**Written instruction:** Rewrite the records below as a JSON array of strings, one string for each line, with blank lines omitted.

┄┄┄┄┄┄┄┄┄┄

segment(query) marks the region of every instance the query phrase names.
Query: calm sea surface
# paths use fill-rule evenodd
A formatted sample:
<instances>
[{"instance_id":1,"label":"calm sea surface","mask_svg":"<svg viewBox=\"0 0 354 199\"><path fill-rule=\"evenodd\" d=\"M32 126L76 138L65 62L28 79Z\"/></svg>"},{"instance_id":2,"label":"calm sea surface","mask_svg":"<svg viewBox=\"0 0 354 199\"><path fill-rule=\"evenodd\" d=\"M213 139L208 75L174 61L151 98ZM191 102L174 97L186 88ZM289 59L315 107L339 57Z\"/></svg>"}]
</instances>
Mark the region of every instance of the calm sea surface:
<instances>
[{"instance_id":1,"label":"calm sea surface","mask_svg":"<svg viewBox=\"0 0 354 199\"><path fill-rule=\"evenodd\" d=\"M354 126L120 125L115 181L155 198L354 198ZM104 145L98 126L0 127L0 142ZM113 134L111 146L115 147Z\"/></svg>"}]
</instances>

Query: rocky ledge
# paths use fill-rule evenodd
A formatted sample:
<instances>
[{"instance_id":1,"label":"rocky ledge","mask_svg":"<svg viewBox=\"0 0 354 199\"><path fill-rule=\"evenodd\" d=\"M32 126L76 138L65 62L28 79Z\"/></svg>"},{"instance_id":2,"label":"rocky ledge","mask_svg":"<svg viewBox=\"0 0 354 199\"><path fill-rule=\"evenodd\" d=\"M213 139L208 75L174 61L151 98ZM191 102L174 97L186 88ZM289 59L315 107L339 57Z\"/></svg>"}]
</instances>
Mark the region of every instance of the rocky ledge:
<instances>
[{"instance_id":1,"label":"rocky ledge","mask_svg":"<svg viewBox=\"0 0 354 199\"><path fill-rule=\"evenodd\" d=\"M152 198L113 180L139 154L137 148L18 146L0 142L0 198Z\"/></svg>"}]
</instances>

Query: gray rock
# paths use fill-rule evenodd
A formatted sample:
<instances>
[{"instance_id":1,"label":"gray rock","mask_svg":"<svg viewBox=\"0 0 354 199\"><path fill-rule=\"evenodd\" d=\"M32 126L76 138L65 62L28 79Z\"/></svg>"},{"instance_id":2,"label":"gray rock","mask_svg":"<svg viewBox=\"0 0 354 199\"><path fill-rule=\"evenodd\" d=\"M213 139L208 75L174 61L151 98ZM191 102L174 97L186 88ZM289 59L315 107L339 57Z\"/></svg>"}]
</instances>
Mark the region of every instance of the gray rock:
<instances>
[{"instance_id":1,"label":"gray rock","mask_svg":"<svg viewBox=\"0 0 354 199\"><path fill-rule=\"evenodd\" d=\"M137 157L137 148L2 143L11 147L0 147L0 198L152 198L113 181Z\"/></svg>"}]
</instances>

┄┄┄┄┄┄┄┄┄┄

**Result of this exercise:**
[
  "segment(query) marks the region of every instance the query phrase names.",
  "Query: calm sea surface",
  "# paths use fill-rule evenodd",
  "A formatted sample:",
  "<instances>",
  "[{\"instance_id\":1,\"label\":\"calm sea surface\",\"mask_svg\":\"<svg viewBox=\\\"0 0 354 199\\\"><path fill-rule=\\\"evenodd\\\" d=\\\"M32 126L76 138L65 62L28 79Z\\\"/></svg>\"},{\"instance_id\":2,\"label\":\"calm sea surface\",\"mask_svg\":\"<svg viewBox=\\\"0 0 354 199\\\"><path fill-rule=\\\"evenodd\\\" d=\\\"M213 139L208 75L174 61L151 98ZM191 102L174 97L186 88ZM289 59L315 107L339 57Z\\\"/></svg>\"}]",
  "</instances>",
  "Mark the region of every instance of the calm sea surface:",
  "<instances>",
  "[{\"instance_id\":1,\"label\":\"calm sea surface\",\"mask_svg\":\"<svg viewBox=\\\"0 0 354 199\\\"><path fill-rule=\\\"evenodd\\\" d=\\\"M354 126L120 125L115 181L155 198L354 198ZM104 145L98 126L0 127L0 142ZM113 134L111 146L115 147Z\\\"/></svg>\"}]",
  "</instances>",
  "Query: rocky ledge",
  "# paths use fill-rule evenodd",
  "A formatted sample:",
  "<instances>",
  "[{\"instance_id\":1,\"label\":\"rocky ledge\",\"mask_svg\":\"<svg viewBox=\\\"0 0 354 199\\\"><path fill-rule=\\\"evenodd\\\" d=\\\"M32 126L76 138L65 62L28 79Z\\\"/></svg>\"},{\"instance_id\":2,\"label\":\"rocky ledge\",\"mask_svg\":\"<svg viewBox=\\\"0 0 354 199\\\"><path fill-rule=\\\"evenodd\\\" d=\\\"M213 139L208 75L174 61L151 98ZM191 102L174 97L186 88ZM289 59L315 107L339 57Z\\\"/></svg>\"}]",
  "</instances>",
  "Mark the region of every instance of the rocky ledge:",
  "<instances>",
  "[{\"instance_id\":1,\"label\":\"rocky ledge\",\"mask_svg\":\"<svg viewBox=\\\"0 0 354 199\\\"><path fill-rule=\\\"evenodd\\\" d=\\\"M152 198L113 180L139 154L137 148L18 146L0 142L0 198Z\\\"/></svg>\"}]",
  "</instances>",
  "Query: gray rock",
  "# paths use fill-rule evenodd",
  "A formatted sample:",
  "<instances>",
  "[{\"instance_id\":1,\"label\":\"gray rock\",\"mask_svg\":\"<svg viewBox=\\\"0 0 354 199\\\"><path fill-rule=\\\"evenodd\\\" d=\\\"M32 126L76 138L65 62L28 79Z\\\"/></svg>\"},{\"instance_id\":2,\"label\":\"gray rock\",\"mask_svg\":\"<svg viewBox=\\\"0 0 354 199\\\"><path fill-rule=\\\"evenodd\\\" d=\\\"M213 139L208 75L174 61L151 98ZM191 102L174 97L186 88ZM289 59L315 107L339 57Z\\\"/></svg>\"}]",
  "</instances>",
  "Mark the region of every instance of the gray rock:",
  "<instances>",
  "[{\"instance_id\":1,\"label\":\"gray rock\",\"mask_svg\":\"<svg viewBox=\\\"0 0 354 199\\\"><path fill-rule=\\\"evenodd\\\" d=\\\"M137 157L137 148L2 143L11 147L0 147L0 198L152 198L113 181Z\\\"/></svg>\"}]",
  "</instances>"
]